- _Work to do_
Rewrite every item below so that "indicate" becomes "mark", leaving everything else unchanged.

— BEGIN Input for this task —

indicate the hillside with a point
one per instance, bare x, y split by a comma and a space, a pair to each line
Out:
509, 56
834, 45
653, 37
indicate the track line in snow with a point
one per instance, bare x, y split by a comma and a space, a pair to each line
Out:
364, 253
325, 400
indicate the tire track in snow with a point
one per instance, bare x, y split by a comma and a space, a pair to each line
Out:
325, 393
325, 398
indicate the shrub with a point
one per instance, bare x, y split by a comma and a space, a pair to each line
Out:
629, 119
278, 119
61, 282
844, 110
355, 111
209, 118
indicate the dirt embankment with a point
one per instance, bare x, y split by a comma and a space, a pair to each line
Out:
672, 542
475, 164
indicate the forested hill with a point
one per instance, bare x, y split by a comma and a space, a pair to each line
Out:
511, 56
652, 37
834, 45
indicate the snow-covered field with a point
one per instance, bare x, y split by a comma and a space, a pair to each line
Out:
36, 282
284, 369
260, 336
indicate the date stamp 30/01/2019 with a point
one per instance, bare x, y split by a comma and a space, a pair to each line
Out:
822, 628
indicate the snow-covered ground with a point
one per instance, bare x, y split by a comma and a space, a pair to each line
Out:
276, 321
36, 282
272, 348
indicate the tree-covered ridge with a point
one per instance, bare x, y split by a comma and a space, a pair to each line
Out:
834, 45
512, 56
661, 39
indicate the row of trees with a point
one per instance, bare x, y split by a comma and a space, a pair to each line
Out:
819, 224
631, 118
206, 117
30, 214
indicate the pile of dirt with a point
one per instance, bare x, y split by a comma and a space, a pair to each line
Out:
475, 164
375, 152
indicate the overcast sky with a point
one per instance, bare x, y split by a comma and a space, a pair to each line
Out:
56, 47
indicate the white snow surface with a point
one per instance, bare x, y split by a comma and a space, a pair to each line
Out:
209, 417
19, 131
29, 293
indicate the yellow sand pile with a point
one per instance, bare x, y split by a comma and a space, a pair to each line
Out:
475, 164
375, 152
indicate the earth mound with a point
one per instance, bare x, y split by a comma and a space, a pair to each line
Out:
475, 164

— END Input for this task —

- _Task solution_
mark the hillside with a point
one per instance, bare x, y split by a comma and a space, a pair to each line
Out:
509, 56
834, 45
653, 37
mark the track line in snow with a point
one per instance, bare x, y split by a comma and a space, a pair to each line
Out:
364, 253
325, 400
mark the tire track in snow with a point
one per instance, bare x, y split by a comma and a space, a pair to each line
Out:
325, 393
325, 398
mark the shrub with a point
one per instance, bare x, y split by a comma and a space, a pair to each line
Out:
629, 119
278, 119
61, 282
844, 110
355, 111
209, 118
mark the dirt embankment with a point
one per instance, bare x, y split by a comma and a space, a pair to each line
Out:
672, 542
475, 164
mark the forested hill with a point
one per instance, bare x, y split by a comma and a space, a pair to each line
Out:
511, 56
652, 37
834, 45
mark the snow-covered field with a point
one per instance, bare x, y split by a comma and a space, a pair to each line
Out:
36, 282
284, 369
260, 336
mark the date stamp 30/01/2019 with a point
one per instance, bare x, y split by a comma and a space, a pair to each line
Out:
822, 628
mark the snow-covered ground with a point
one per instance, bare x, y split by a comma and a space, a pair to each line
Out:
276, 321
36, 282
272, 348
mark the tree-covered ridge with a point
one per instance, bare x, y split by a comma and a space, a pair to each line
Out:
834, 45
512, 56
661, 39
mark the row of trees with a point
one per instance, bare x, y split by a comma and a space, a pair to each line
Out:
819, 224
631, 118
206, 117
30, 214
mark the pile of dirt with a point
one per instance, bare x, y split by a comma and a space, a pair to each line
Out:
475, 164
375, 152
mark the overcast sky with a point
one per instance, bare x, y split by a comma and a space, a pair to each line
Out:
56, 47
mark the white snow surface with a point
one per instance, bare x, y split by a comma and a space, a pair to each line
Out:
209, 417
19, 131
29, 293
mark the yellow sand pile with a point
one per instance, bare x, y split by a comma and a space, a pair to each line
Out:
475, 164
375, 152
mark the earth mound with a point
one per instance, bare x, y split by a comma and a space, a pair to each line
Out:
475, 164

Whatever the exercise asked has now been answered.